TASK OBJECTIVE => Recast every line of the items below as a JSON list of strings, one string per line, leaving out any blank lines.

(Excerpts from a detection dataset)
---
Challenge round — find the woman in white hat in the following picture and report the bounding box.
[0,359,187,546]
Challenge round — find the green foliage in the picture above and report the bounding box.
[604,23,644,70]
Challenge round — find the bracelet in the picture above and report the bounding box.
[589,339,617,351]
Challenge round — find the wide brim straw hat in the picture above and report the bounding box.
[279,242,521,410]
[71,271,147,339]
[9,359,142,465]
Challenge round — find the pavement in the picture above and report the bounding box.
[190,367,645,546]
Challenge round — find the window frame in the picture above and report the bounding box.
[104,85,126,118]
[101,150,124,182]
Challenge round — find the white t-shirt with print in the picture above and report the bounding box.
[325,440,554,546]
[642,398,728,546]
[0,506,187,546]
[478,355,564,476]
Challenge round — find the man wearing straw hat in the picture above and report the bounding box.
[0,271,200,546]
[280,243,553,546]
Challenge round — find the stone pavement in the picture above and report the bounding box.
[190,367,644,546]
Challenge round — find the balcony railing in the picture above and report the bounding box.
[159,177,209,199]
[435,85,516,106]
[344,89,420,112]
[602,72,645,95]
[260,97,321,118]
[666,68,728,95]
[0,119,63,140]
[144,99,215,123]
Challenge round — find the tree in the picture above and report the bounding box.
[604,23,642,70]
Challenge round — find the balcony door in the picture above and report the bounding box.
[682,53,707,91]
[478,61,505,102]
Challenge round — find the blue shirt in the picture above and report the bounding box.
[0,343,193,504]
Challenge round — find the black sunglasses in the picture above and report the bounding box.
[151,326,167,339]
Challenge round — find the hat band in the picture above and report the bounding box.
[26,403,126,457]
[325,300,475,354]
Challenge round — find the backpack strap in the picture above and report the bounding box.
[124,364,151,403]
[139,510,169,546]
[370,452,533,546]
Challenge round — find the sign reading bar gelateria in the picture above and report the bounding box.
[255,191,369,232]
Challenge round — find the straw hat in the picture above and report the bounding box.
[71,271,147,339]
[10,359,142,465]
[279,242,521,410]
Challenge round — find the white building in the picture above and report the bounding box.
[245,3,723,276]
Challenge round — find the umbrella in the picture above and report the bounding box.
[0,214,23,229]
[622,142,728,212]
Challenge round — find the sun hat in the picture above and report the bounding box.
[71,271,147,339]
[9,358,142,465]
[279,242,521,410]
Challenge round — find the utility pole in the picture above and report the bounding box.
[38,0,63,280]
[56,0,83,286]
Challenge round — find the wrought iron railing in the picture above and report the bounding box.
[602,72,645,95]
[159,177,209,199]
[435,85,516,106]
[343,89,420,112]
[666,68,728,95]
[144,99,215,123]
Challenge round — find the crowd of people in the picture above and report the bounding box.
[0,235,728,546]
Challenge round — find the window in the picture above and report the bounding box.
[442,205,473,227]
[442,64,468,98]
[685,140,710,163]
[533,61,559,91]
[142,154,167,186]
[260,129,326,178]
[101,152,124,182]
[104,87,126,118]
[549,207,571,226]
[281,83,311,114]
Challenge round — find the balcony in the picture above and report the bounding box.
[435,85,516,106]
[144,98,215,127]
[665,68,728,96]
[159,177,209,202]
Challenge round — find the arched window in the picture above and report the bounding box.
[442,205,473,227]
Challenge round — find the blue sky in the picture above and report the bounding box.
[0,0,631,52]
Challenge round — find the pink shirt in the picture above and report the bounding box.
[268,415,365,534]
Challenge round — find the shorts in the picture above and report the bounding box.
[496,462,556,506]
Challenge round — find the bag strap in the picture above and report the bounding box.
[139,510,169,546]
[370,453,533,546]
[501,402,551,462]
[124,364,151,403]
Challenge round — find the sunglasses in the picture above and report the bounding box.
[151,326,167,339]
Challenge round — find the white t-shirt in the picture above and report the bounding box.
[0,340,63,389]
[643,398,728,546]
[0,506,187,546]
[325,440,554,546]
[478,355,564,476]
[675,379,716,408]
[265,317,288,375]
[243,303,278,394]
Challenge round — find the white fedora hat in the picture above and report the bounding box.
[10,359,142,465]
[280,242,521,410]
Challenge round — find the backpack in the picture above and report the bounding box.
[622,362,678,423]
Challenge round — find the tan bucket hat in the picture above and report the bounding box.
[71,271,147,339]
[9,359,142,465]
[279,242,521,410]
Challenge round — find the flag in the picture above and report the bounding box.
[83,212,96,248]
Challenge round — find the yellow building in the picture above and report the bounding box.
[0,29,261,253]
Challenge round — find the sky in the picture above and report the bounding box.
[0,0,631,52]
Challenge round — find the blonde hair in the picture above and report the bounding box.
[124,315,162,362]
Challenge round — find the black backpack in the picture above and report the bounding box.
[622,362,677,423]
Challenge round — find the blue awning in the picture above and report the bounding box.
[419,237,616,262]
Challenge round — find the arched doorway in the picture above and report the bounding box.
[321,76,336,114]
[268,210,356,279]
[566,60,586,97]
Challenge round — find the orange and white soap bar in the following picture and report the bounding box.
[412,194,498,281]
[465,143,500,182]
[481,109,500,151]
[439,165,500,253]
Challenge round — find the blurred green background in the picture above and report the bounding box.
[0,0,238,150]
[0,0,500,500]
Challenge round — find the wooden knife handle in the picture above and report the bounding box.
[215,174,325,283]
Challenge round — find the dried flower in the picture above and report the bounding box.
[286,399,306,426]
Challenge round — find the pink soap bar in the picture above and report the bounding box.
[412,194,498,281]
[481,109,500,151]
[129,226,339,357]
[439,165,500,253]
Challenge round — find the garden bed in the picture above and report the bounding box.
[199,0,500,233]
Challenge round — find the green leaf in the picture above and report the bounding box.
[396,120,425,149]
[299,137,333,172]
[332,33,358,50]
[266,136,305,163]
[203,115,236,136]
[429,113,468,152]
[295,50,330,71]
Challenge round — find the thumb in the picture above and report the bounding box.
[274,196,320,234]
---
OUTPUT BELOW =>
[
  "Challenge round — find the woman in white hat in the following picture and report the bounding box.",
  "[0,359,187,546]",
  "Challenge round — find the green foliage in the picture above and report the bounding box.",
  "[604,23,644,70]",
  "Challenge round — find the bracelet in the picture above and report the bounding box.",
  "[589,339,617,351]",
  "Challenge round — find the wide brim straw hat in the picture above and report the bounding box.",
  "[279,242,521,410]",
  "[71,271,147,339]",
  "[9,359,142,465]",
  "Challenge round — find the pavement in the picture above and report the bounding box.",
  "[190,367,645,546]",
  "Challenge round — find the window frame in the picture above and report the bounding box.",
  "[104,85,126,118]",
  "[101,150,124,182]",
  "Challenge round — find the white t-shirt with print in the picture above and report the bounding box.",
  "[325,440,554,546]",
  "[642,398,728,546]",
  "[0,506,187,546]",
  "[478,355,564,476]",
  "Challenge round — find the man wearing straw hat in the picture above and report the bounding box.",
  "[0,271,200,546]",
  "[280,243,553,546]",
  "Challenge round — find the stone pavement in the picture above and report the bounding box.",
  "[190,367,644,546]",
  "Challenge round — find the balcony railing in the picture above and report the bounding box.",
  "[159,177,209,199]",
  "[435,85,516,106]",
  "[344,89,420,112]",
  "[602,72,645,95]",
  "[260,97,321,118]",
  "[666,68,728,95]",
  "[0,119,63,140]",
  "[144,99,215,123]",
  "Challenge round — find the tree in the picture above and report the bounding box.",
  "[604,23,642,70]",
  "Challenge round — find the balcony door in the picture above and report the bounding box.",
  "[682,53,707,91]",
  "[478,61,505,102]",
  "Challenge round — find the blue shirt in the picture above and report the bounding box.",
  "[0,343,193,504]",
  "Challenge round — find the black sunglasses in the picture above and report the bounding box.",
  "[151,326,167,339]",
  "Challenge round — find the hat band in the picture above and report the bounding box.",
  "[26,403,126,457]",
  "[325,300,475,354]",
  "Challenge round — find the backpack strap in the picture above and report the bounding box.",
  "[124,364,151,403]",
  "[139,510,169,546]",
  "[370,452,533,546]",
  "Challenge round — find the sign reading bar gelateria in the picture above and report the bounding box.",
  "[255,191,369,232]",
  "Challenge round — find the straw hat in the picture above and report the bounding box.",
  "[71,271,147,339]",
  "[10,359,142,465]",
  "[279,242,521,410]",
  "Challenge round — find the white building in the picture above and report the bounding box.",
  "[245,3,723,276]",
  "Challenge round — find the umbrella in the picture above and report the bounding box.",
  "[0,214,23,229]",
  "[622,142,728,212]",
  "Challenge round — find the sun hat in the picture above and report the bounding box.",
  "[71,271,147,339]",
  "[9,358,142,465]",
  "[279,242,521,410]",
  "Challenge round — find the utility pole in the picture above and report the bounding box.",
  "[38,0,63,280]",
  "[56,0,83,286]",
  "Challenge round — find the wrought iron railing in the picture above and report the bounding box.",
  "[602,72,645,95]",
  "[159,177,209,199]",
  "[435,85,516,106]",
  "[343,89,420,112]",
  "[666,68,728,95]",
  "[144,99,215,123]",
  "Challenge round — find the crowd of people in the picture above and report the bounding box.",
  "[0,235,728,546]",
  "Challenge round — find the window in the picture above and report the bounding box.",
  "[442,205,473,227]",
  "[442,64,468,98]",
  "[685,140,710,163]",
  "[533,61,559,91]",
  "[142,154,167,186]",
  "[260,129,326,178]",
  "[101,152,124,182]",
  "[104,87,126,118]",
  "[549,207,571,226]",
  "[281,83,311,114]",
  "Challenge round — find the balcony in the picture above and report the bounding box.",
  "[435,85,516,106]",
  "[144,98,215,127]",
  "[665,68,728,96]",
  "[159,177,209,202]",
  "Challenge round — find the arched window in the picture above and report the bounding box.",
  "[442,205,473,227]",
  "Challenge round — find the blue sky in the picture above and report the bounding box.",
  "[0,0,631,52]",
  "Challenge round — find the pink shirt in the picture above and report the bounding box.",
  "[268,415,365,534]",
  "Challenge round — find the shorts in the picture above and report the bounding box.",
  "[496,462,556,506]",
  "Challenge round — find the bag strap in the picture above and report the bounding box.",
  "[139,510,169,546]",
  "[370,453,533,546]",
  "[501,402,551,462]",
  "[124,364,151,403]",
  "Challenge round — find the sunglasses in the picture above and report the bounding box.",
  "[151,326,167,339]",
  "Challenge round — find the white t-shirt in the picture above and report the bounding box.",
  "[0,340,63,389]",
  "[643,398,728,546]",
  "[0,506,187,546]",
  "[325,440,554,546]",
  "[478,355,564,476]",
  "[675,379,716,408]",
  "[265,317,288,375]",
  "[243,303,278,394]",
  "Challenge round — find the white fedora hat in the picture above and report the bounding box.",
  "[10,359,142,465]",
  "[280,242,521,410]",
  "Challenge round — find the backpack in the picture above and report the bounding box.",
  "[622,362,678,423]",
  "Challenge round — find the tan bucket hat in the picture above and report the bounding box.",
  "[71,271,147,339]",
  "[9,359,142,465]",
  "[279,242,521,410]",
  "Challenge round — find the flag in the picture above and report the bounding box.",
  "[83,212,96,248]",
  "Challenge round — find the yellow building in the picture above and report the bounding box.",
  "[0,29,261,253]",
  "Challenge round — find the sky in the picture above and report the bounding box.",
  "[0,0,631,52]",
  "Challenge round — find the blonde hair in the picture above and report the bounding box.",
  "[124,315,162,362]",
  "Challenge round — find the black backpack in the picture above and report the bounding box.",
  "[622,362,677,423]",
  "Challenge round — find the blue awning in the picture above and report the bounding box.",
  "[419,237,616,262]",
  "Challenge round — find the arched doorway in the picture above and report the bounding box.",
  "[321,76,336,114]",
  "[268,210,356,279]",
  "[566,60,586,97]",
  "Challenge round — find the orange and white soap bar in the following picture and report the bounding box.",
  "[412,194,498,281]",
  "[465,143,500,182]",
  "[481,109,500,151]",
  "[439,165,500,253]",
  "Challenge round — find the blurred green background in the picture above and report the bounding box.",
  "[0,0,238,150]",
  "[0,0,500,500]",
  "Challenge round — find the wooden knife handle in the picture above and report the bounding box.",
  "[215,174,325,283]",
  "Challenge round — find the dried flower in the picture above and report the bounding box.",
  "[286,399,306,426]",
  "Challenge round — find the pink soap bar in the picture above and report the bounding box.",
  "[412,194,498,281]",
  "[481,109,500,151]",
  "[129,226,339,357]",
  "[439,165,500,253]",
  "Challenge round — find the garden bed in the picture above and report the bounding box.",
  "[199,0,500,233]",
  "Challenge round — find the green leaf in the picture above and report the bounding box.",
  "[396,120,425,149]",
  "[299,137,333,172]",
  "[332,33,358,50]",
  "[266,136,305,163]",
  "[203,115,236,136]",
  "[429,113,468,152]",
  "[295,50,330,71]",
  "Challenge round — find the thumb in the picture above and report the bounding box.",
  "[274,196,320,234]"
]